• [Solicitud escrita A]: Indica si cada afirmación coincide con la homilía, respondiendo sí o no y citando literalmente las palabras que lo deciden: (i) el Miércoles de Ceniza cae el 6 de febrero; (ii) el chico alemán ya conoce bien la fe católica; (iii) el Credo figura entre las oraciones mencionadas.

• [Texto para leer]:
Domingo II del Tiempo Ordinario (A)

20-1-2008 DOMINGO II DEL TIEMPO ORDINARIO (A)

Is. 49, 3.5-6; Slm. 39; 1 Cor. 1, 1-3; Jn. 1, 29-34

Queridos hermanos:
- En estos últimos días hemos celebrado que Jesucristo ha nacido, ha crecido y ha sido bautizado. Estamos ya ahora en pleno Tiempo Ordinario (enseguida, el 6 de febrero será Miércoles de Ceniza y empezará la Cuaresma). En este domingo de hoy la Iglesia nos propone unos textos en donde Cristo aparece como el centro de todo y de todos.
Hace poco me vino un chico alemán diciéndome que quiere entrar en la Iglesia católica. El no sabe nada de nuestra fe. Me pidió que yo le ayudara a formarse y prepararse. Si os encontrarais vosotros ante un caso semejante, ¿qué haríais, por dónde empezaríais, que le diríais…? Os pido opinión ahora a vosotros:
* ¿Será mejor que le dé un catecismo no demasiado extenso y que lo estudie, y ya le iré explicando las dudas que tenga? Es decir, puedo pedirle que memorice una serie de textos doctrinales y de dogmas de la fe.
* ¿Le explicaré los principales ritos católicos como confesarse bien, saber asistir a las Misas y responder…?
* ¿Le enseñaré las oraciones principales, como son el Padrenuestro, el Ave María, el Credo, la Salve, el Santo Rosario, el Viacrucis…?
* ¿Le diré las principales normas morales que un católico debe saber y practicar?

• [Solicitud escrita B]: Devuelve todas las líneas de las entradas que contengan la palabra "interior".

Ejemplos de etiquetado de puntos
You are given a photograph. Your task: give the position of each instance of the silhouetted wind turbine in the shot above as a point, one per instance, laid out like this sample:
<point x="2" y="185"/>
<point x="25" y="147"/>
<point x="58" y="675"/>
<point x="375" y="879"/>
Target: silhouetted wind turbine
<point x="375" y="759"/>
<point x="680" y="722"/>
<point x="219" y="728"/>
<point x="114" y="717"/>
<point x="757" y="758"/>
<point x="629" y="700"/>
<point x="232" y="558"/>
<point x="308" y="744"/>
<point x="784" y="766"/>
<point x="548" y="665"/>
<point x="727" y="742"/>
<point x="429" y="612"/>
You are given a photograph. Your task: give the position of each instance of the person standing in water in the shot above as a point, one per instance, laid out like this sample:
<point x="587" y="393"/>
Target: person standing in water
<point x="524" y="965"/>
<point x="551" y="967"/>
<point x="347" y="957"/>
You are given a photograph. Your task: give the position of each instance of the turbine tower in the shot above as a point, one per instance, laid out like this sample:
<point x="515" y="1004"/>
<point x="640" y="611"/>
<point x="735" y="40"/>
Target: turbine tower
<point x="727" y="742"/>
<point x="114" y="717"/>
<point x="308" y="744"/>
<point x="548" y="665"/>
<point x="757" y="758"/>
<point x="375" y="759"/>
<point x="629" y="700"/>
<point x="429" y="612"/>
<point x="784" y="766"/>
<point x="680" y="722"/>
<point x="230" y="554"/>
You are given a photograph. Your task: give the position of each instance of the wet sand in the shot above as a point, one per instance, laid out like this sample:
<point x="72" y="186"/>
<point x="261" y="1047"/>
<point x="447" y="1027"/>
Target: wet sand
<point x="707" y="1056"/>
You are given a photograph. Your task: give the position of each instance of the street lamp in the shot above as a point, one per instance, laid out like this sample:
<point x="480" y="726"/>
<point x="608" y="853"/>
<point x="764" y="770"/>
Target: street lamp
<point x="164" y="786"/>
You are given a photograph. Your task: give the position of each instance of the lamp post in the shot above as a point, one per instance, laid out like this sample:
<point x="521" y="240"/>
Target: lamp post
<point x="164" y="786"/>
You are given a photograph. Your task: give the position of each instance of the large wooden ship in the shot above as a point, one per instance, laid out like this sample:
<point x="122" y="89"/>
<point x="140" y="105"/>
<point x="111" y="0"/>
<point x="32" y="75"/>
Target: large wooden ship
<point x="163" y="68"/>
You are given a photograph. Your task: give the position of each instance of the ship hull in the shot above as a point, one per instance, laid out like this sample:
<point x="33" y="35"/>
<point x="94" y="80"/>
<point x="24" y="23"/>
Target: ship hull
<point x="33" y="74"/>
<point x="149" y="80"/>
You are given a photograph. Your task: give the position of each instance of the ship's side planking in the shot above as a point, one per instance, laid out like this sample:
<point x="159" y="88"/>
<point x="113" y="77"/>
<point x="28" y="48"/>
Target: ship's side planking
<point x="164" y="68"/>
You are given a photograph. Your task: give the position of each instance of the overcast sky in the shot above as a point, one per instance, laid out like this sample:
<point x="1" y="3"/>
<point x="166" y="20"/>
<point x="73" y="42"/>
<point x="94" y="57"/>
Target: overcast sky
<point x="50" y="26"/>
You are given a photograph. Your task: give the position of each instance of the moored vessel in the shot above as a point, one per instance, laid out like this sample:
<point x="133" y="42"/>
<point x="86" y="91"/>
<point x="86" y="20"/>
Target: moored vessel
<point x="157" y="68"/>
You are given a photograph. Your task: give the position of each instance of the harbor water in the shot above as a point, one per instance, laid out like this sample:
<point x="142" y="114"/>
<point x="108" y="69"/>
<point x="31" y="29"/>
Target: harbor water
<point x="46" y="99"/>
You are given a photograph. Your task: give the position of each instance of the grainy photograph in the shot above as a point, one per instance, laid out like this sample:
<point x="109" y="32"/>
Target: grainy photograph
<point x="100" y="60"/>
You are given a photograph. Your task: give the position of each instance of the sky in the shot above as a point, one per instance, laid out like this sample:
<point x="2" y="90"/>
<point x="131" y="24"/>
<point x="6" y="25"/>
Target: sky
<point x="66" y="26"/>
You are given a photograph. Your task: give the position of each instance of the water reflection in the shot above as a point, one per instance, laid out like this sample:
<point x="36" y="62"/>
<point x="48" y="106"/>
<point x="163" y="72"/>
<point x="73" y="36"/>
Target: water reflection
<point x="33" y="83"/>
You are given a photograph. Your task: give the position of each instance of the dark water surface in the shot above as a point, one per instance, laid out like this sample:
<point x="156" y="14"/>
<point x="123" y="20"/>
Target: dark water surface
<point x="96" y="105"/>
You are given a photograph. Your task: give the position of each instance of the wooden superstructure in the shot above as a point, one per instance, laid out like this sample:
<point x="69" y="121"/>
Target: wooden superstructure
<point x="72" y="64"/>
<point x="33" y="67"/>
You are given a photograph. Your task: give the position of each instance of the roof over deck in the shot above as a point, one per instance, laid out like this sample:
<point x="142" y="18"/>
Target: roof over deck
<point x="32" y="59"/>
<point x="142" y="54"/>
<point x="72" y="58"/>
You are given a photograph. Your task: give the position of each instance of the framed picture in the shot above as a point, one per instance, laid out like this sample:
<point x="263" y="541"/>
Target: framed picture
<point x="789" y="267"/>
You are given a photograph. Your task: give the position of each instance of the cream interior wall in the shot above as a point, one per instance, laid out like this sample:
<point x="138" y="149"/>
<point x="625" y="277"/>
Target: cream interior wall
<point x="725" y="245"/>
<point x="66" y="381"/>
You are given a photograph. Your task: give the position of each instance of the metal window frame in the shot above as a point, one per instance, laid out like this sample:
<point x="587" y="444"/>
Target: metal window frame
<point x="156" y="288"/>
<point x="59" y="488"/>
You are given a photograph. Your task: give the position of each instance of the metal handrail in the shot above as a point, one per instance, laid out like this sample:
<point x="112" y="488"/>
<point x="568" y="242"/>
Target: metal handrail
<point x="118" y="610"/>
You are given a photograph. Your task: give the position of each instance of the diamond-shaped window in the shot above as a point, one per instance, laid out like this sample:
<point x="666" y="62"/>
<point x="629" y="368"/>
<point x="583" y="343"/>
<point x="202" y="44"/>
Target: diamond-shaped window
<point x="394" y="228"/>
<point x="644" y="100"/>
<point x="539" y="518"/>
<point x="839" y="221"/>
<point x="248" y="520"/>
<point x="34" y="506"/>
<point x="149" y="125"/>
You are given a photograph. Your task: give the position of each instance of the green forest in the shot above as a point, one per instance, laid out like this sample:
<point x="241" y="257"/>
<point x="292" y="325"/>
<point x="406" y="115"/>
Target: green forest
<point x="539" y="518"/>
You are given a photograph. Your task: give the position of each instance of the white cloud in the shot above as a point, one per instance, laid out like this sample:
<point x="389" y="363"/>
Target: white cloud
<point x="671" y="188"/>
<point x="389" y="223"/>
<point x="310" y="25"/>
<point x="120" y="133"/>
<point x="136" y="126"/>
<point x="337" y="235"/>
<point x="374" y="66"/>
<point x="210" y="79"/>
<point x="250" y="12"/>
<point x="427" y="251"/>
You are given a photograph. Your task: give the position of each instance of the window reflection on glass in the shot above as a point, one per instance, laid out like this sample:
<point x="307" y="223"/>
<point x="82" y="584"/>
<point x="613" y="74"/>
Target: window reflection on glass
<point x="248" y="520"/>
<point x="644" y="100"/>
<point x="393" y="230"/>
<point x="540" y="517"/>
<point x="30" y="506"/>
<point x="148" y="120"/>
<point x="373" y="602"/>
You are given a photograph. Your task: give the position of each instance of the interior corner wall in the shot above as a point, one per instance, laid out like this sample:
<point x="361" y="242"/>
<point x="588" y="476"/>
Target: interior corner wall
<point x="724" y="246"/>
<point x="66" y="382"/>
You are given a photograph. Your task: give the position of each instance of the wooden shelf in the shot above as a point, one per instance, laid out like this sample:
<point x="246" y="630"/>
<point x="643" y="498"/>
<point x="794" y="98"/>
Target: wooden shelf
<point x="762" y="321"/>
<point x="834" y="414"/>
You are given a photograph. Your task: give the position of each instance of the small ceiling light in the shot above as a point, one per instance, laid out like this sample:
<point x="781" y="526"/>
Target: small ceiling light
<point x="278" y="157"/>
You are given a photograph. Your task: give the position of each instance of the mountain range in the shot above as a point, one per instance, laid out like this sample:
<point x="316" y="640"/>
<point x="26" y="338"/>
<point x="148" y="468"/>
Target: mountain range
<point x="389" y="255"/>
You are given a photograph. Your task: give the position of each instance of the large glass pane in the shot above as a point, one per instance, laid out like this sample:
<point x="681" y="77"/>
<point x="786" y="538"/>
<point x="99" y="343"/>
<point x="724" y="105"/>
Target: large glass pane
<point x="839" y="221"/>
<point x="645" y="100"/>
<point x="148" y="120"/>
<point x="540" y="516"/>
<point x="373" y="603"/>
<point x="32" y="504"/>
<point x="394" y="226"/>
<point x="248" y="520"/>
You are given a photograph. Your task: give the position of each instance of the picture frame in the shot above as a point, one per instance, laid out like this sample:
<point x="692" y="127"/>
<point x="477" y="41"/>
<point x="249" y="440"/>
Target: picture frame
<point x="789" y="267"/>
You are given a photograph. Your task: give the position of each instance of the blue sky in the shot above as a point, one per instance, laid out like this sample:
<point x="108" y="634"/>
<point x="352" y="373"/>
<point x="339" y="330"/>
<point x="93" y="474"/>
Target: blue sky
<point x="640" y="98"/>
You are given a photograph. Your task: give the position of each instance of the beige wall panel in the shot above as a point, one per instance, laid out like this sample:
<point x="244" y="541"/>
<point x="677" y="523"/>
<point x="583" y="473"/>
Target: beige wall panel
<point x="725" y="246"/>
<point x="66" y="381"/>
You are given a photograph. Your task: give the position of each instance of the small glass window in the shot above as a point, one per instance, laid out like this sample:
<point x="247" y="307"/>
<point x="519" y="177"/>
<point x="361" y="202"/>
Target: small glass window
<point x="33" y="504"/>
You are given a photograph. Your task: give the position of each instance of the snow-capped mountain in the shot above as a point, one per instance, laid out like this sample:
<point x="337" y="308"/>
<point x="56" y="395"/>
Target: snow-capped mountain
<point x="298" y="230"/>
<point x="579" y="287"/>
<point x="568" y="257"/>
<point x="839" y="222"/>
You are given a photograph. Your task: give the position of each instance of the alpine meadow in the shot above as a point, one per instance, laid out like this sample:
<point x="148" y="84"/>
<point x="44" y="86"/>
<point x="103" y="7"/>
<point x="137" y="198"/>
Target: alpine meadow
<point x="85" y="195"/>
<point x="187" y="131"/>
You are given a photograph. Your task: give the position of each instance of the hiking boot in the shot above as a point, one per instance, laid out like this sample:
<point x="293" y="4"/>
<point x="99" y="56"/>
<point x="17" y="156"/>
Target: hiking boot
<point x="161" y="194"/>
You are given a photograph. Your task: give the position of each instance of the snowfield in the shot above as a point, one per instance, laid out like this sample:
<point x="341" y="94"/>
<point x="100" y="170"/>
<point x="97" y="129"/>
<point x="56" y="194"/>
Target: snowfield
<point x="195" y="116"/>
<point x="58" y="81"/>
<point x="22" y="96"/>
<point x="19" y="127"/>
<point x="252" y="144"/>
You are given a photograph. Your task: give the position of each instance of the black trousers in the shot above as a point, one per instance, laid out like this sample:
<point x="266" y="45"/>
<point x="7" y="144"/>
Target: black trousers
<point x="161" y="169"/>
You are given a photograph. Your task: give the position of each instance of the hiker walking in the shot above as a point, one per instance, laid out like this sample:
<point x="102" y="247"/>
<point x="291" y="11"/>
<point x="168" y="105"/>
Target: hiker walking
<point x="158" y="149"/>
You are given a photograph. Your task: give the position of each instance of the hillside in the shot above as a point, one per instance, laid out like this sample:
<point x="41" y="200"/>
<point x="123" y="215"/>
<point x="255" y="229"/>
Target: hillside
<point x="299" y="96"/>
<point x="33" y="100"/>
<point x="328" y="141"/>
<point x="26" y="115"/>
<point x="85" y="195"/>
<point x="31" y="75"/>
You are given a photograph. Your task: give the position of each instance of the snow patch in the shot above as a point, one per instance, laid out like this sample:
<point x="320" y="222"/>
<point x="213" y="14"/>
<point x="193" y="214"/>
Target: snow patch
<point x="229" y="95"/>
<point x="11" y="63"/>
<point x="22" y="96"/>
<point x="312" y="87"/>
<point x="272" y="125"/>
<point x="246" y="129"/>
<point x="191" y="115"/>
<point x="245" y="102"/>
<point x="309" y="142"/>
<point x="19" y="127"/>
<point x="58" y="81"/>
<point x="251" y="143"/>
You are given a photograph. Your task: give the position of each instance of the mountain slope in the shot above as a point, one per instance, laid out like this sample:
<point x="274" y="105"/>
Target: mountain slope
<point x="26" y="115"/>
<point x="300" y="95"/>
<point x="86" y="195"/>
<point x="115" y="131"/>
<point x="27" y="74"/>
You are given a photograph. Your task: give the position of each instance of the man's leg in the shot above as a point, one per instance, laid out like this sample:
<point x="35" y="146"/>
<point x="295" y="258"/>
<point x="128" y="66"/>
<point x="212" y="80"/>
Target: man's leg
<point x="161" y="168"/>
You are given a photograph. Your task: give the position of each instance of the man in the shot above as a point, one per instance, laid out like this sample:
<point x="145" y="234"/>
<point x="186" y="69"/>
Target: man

• [Solución A]:
(i) Sí: "el 6 de febrero será Miércoles de Ceniza".
(ii) No: "El no sabe nada de nuestra fe."
(iii) Sí: "el Padrenuestro, el Ave María, el Credo".

• [Solución B]:
You are given a photograph. Your task: give the position of each instance of the cream interior wall in the shot above as a point, one per instance, laid out like this sample:
Target: cream interior wall
You are given a photograph. Your task: give the position of each instance of the interior corner wall in the shot above as a point, one per instance, laid out like this sample:
Target: interior corner wall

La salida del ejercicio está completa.